On est unanimes, avec les collègues des autres départements pour dire que la région se trompe de chemin.
Je rappelle que l’on peut difficilement se protéger du loup, alors que la Région avec sa vice-présidente veut introduire encore plus le loup. Elle met en péril.
Le but n’est pas d’entrer en conflit. Aujourd’hui avec la grande région, il n’y a aucune concertation. Je ne laisserai pas faire cela et je ne laisserai pas partir le soutien agricole que l’on apporte».

«Aujourd’hui il vaut mieux être agriculteur ailleurs qu’en Bourgogne – Franche-Comté»

Jean-Luc Fonteray le président du groupe Gauche 71 lança alors : «On a la démonstration d’une négociation non accomplie. Fred Cannard l’a rappelé, c’est la loi.  Au sujet du loup, on s’est suffisamment impliqué, et on était unanimes, y compris la Présidente de Région»

_Données à traiter_
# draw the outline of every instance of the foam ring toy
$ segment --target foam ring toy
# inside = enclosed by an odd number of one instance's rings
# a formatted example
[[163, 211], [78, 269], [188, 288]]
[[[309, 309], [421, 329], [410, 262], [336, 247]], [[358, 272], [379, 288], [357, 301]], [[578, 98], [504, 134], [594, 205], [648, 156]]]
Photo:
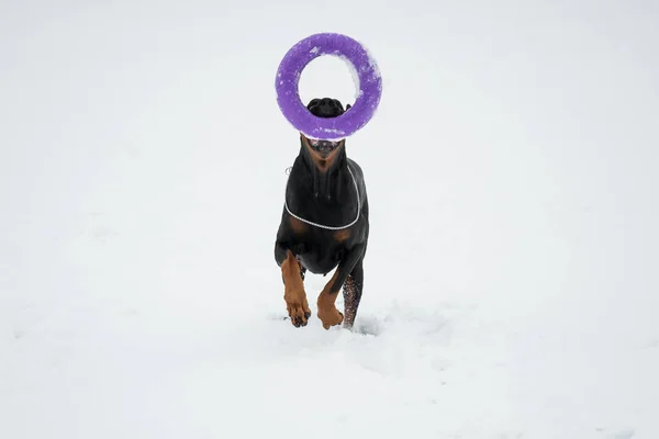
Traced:
[[[343, 58], [356, 78], [355, 104], [337, 117], [317, 117], [300, 99], [302, 71], [309, 63], [324, 55]], [[338, 140], [355, 134], [371, 120], [382, 95], [382, 78], [376, 60], [359, 42], [342, 34], [321, 33], [308, 36], [289, 49], [279, 64], [275, 88], [281, 114], [298, 131], [309, 138]]]

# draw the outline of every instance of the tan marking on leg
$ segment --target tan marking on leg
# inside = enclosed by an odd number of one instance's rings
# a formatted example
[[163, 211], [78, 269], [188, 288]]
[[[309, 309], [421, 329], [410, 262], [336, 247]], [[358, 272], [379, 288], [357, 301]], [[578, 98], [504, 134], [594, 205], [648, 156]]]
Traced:
[[281, 275], [283, 277], [283, 300], [291, 317], [293, 326], [306, 326], [311, 316], [311, 309], [306, 302], [304, 282], [300, 275], [300, 263], [291, 250], [288, 250], [286, 260], [281, 263]]
[[300, 219], [291, 216], [289, 218], [289, 225], [291, 226], [291, 228], [293, 229], [294, 233], [297, 234], [303, 234], [304, 232], [306, 232], [306, 224], [302, 223]]
[[338, 243], [343, 243], [344, 240], [348, 239], [349, 237], [350, 237], [349, 228], [344, 228], [343, 230], [334, 232], [334, 240], [336, 240]]
[[355, 295], [357, 295], [357, 285], [355, 284], [355, 278], [348, 275], [344, 283], [344, 314], [345, 327], [353, 327], [355, 324], [355, 317], [357, 316], [357, 309], [355, 309]]
[[332, 285], [336, 279], [338, 273], [338, 269], [334, 272], [330, 282], [325, 285], [321, 294], [319, 295], [319, 318], [323, 323], [323, 327], [325, 329], [330, 329], [331, 326], [340, 325], [343, 322], [343, 314], [336, 309], [336, 297], [338, 296], [337, 291], [330, 291], [330, 285]]
[[309, 149], [309, 153], [311, 154], [311, 159], [313, 160], [313, 164], [323, 173], [327, 172], [327, 169], [330, 169], [332, 164], [334, 164], [334, 160], [336, 160], [336, 157], [338, 157], [338, 151], [346, 144], [345, 139], [340, 140], [340, 145], [337, 146], [336, 149], [334, 149], [332, 151], [332, 154], [330, 154], [327, 157], [322, 157], [319, 153], [313, 150], [313, 148], [309, 144], [309, 139], [306, 138], [306, 136], [304, 136], [302, 134], [300, 136], [302, 137], [302, 142], [304, 143], [304, 146], [306, 147], [306, 149]]

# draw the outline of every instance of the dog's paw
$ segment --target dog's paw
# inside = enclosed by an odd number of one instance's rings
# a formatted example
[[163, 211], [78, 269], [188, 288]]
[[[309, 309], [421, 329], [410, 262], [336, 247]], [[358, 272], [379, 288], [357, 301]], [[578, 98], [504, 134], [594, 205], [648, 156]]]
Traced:
[[319, 318], [323, 323], [325, 329], [330, 329], [332, 326], [340, 325], [343, 323], [343, 314], [334, 308], [322, 309], [319, 308]]
[[306, 326], [309, 317], [311, 317], [311, 309], [309, 303], [306, 303], [306, 296], [302, 292], [301, 294], [287, 294], [286, 308], [291, 318], [291, 323], [294, 327]]

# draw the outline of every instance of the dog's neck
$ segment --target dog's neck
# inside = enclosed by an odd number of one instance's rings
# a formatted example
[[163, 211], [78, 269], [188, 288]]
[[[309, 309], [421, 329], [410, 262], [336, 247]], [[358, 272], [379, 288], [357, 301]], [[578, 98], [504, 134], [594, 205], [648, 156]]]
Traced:
[[303, 136], [300, 142], [300, 156], [313, 179], [313, 195], [327, 201], [337, 200], [343, 190], [340, 175], [347, 172], [348, 166], [345, 142], [327, 157], [314, 151]]

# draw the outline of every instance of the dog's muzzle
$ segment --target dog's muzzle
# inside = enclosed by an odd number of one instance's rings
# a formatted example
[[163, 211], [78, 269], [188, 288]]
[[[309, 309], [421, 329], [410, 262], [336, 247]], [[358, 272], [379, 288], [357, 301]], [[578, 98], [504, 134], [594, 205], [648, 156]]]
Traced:
[[343, 143], [343, 140], [317, 140], [314, 138], [310, 138], [309, 139], [309, 146], [311, 146], [311, 148], [323, 155], [323, 156], [327, 156], [330, 154], [332, 154], [332, 151], [334, 151], [336, 148], [338, 148], [340, 146], [340, 144]]

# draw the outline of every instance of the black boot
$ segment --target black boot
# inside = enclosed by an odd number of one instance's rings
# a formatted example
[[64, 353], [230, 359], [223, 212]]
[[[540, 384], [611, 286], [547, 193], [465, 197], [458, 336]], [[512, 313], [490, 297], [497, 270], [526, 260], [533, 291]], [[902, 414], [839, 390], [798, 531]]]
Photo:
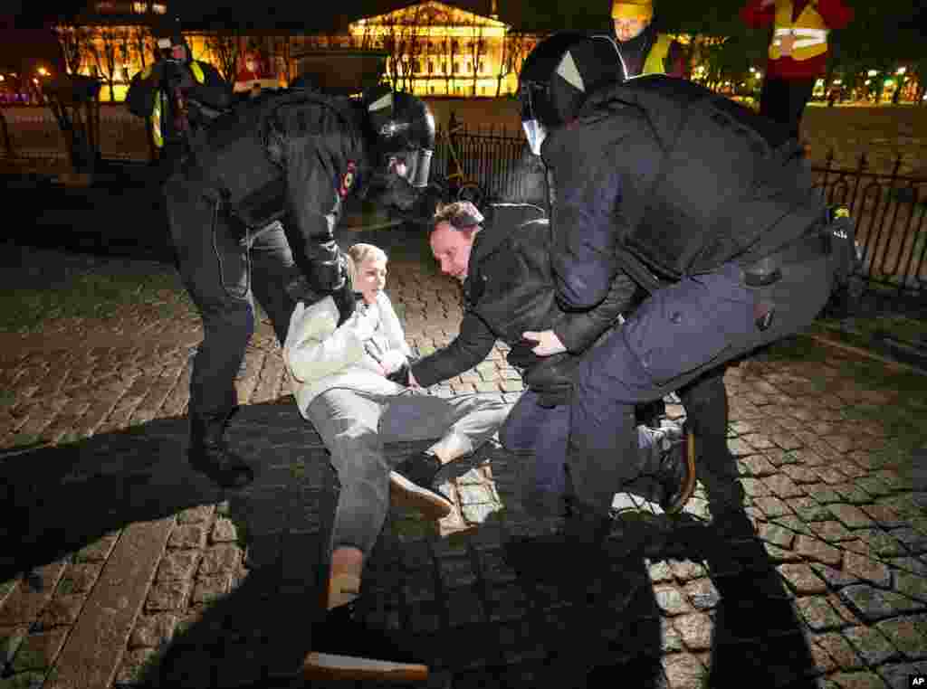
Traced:
[[549, 536], [513, 538], [505, 544], [505, 559], [528, 580], [581, 591], [606, 564], [604, 545], [611, 529], [607, 513], [572, 497], [562, 531]]
[[433, 520], [444, 519], [453, 506], [434, 488], [440, 469], [441, 462], [434, 455], [413, 455], [389, 472], [390, 502], [415, 507]]
[[683, 429], [681, 437], [667, 433], [660, 443], [660, 460], [656, 480], [663, 488], [660, 507], [667, 514], [676, 514], [689, 502], [695, 491], [695, 436]]
[[421, 682], [428, 668], [385, 633], [358, 620], [355, 602], [333, 608], [321, 628], [312, 630], [312, 652], [306, 657], [307, 680]]
[[235, 411], [237, 407], [218, 414], [190, 413], [190, 466], [222, 488], [243, 488], [254, 481], [254, 470], [225, 441], [225, 427]]

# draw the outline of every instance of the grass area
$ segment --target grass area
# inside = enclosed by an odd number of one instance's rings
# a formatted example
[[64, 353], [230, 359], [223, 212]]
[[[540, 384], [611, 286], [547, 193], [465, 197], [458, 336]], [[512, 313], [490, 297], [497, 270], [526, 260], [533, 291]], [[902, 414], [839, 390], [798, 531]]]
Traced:
[[3, 266], [0, 332], [33, 332], [60, 319], [112, 319], [135, 307], [162, 315], [193, 309], [170, 266], [24, 247], [16, 252], [18, 265]]
[[796, 336], [774, 344], [769, 361], [819, 362], [834, 367], [841, 374], [835, 383], [819, 382], [822, 393], [833, 384], [852, 379], [865, 391], [890, 395], [890, 402], [847, 405], [847, 420], [877, 421], [884, 429], [887, 443], [879, 450], [885, 466], [909, 465], [911, 452], [927, 447], [927, 375], [915, 370], [890, 367], [876, 359], [829, 347], [810, 337]]

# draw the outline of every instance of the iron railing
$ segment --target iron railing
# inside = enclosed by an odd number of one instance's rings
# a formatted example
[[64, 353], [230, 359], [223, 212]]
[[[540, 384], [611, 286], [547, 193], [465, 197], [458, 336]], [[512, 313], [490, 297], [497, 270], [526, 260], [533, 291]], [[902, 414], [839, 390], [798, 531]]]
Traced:
[[[0, 158], [67, 157], [63, 135], [47, 108], [5, 108], [3, 114]], [[123, 108], [104, 107], [100, 120], [104, 158], [150, 158], [139, 118]], [[863, 249], [861, 276], [899, 294], [927, 295], [927, 178], [898, 174], [900, 154], [888, 172], [870, 169], [865, 154], [855, 168], [833, 163], [831, 151], [823, 165], [812, 165], [815, 186], [828, 203], [850, 208]], [[451, 182], [477, 184], [487, 198], [539, 200], [542, 176], [520, 132], [439, 128], [432, 169]]]

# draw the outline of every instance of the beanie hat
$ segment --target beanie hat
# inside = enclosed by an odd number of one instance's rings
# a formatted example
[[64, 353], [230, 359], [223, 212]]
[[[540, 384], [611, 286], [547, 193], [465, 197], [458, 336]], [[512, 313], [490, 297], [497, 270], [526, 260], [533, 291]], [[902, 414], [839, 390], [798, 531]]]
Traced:
[[613, 19], [651, 19], [654, 18], [654, 3], [651, 0], [613, 0]]

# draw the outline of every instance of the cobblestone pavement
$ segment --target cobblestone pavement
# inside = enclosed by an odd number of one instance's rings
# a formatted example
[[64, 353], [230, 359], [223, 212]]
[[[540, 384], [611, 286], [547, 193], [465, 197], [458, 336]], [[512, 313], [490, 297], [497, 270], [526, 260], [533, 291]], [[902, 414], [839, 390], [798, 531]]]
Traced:
[[[399, 259], [389, 281], [413, 344], [453, 336], [451, 281]], [[181, 305], [0, 337], [3, 689], [300, 685], [334, 495], [325, 450], [262, 324], [232, 430], [258, 480], [222, 493], [190, 471], [183, 414], [198, 339]], [[756, 537], [712, 525], [701, 489], [674, 520], [621, 494], [588, 585], [543, 583], [514, 570], [503, 545], [556, 524], [520, 507], [517, 462], [493, 447], [447, 478], [451, 517], [390, 513], [364, 614], [417, 649], [434, 687], [908, 686], [927, 672], [923, 459], [919, 476], [910, 457], [883, 451], [893, 429], [850, 420], [848, 407], [897, 396], [845, 377], [848, 356], [727, 374], [729, 447]], [[520, 390], [496, 349], [432, 392], [514, 401]]]

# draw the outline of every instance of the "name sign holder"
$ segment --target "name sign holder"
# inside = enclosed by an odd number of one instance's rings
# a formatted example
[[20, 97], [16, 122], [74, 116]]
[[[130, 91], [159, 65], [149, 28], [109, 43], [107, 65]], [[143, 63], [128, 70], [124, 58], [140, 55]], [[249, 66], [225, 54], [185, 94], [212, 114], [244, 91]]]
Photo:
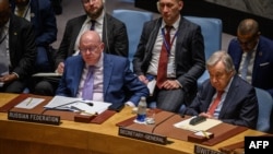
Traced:
[[119, 127], [119, 135], [128, 137], [136, 140], [147, 141], [156, 144], [167, 144], [167, 137], [154, 134], [154, 133], [147, 133], [143, 131], [135, 131], [132, 129]]
[[49, 115], [38, 115], [38, 114], [27, 114], [27, 112], [17, 112], [17, 111], [8, 111], [9, 120], [19, 120], [36, 123], [46, 123], [59, 126], [60, 116], [49, 116]]

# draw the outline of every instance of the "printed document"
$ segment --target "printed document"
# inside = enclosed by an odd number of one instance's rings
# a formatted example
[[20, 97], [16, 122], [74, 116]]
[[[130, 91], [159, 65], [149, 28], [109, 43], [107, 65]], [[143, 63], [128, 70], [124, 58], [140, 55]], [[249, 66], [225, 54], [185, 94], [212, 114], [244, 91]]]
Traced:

_Travail à faire_
a) Les affirmations suivantes concordent-elles avec l'extrait choisi ? (i) Jean-Luc Fonteray préside le groupe Gauche 71. (ii) Il existe une concertation suivie avec la grande région. (iii) On peut facilement se protéger du loup. Répondez par oui ou par non à chacune en citant les mots décisifs de l'extrait.
b) Veuillez présenter sous forme de tableau Markdown à deux colonnes, « N° » et « Ligne », les lignes des données allant du début jusqu'à celle qui contient « 131], [309, 138]]] », incluse, sans les lignes vides. Laissez les images de côté.
L'extrait choisi et les données n'ont aucun lien entre eux.

_Réponses correctes_
a)
(i) Oui : « Jean-Luc Fonteray le président du groupe Gauche 71 ».
(ii) Non : « Aujourd’hui avec la grande région, il n’y a aucune concertation. »
(iii) Non : « l’on peut difficilement se protéger du loup ».

b)
| N° | Ligne |
|---|---|
| 1 | # draw the outline of every instance of the foam ring toy |
| 2 | $ segment --target foam ring toy |
| 3 | # inside = enclosed by an odd number of one instance's rings |
| 4 | # a formatted example |
| 5 | [[163, 211], [78, 269], [188, 288]] |
| 6 | [[[309, 309], [421, 329], [410, 262], [336, 247]], [[358, 272], [379, 288], [357, 301]], [[578, 98], [504, 134], [594, 205], [648, 156]]] |
| 7 | Photo: |
| 8 | Traced: |
| 9 | [[[343, 58], [356, 78], [355, 104], [337, 117], [317, 117], [300, 99], [302, 71], [309, 63], [324, 55]], [[338, 140], [355, 134], [371, 120], [382, 95], [382, 78], [376, 60], [359, 42], [342, 34], [321, 33], [308, 36], [289, 49], [279, 64], [275, 88], [281, 114], [298, 131], [309, 138]]] |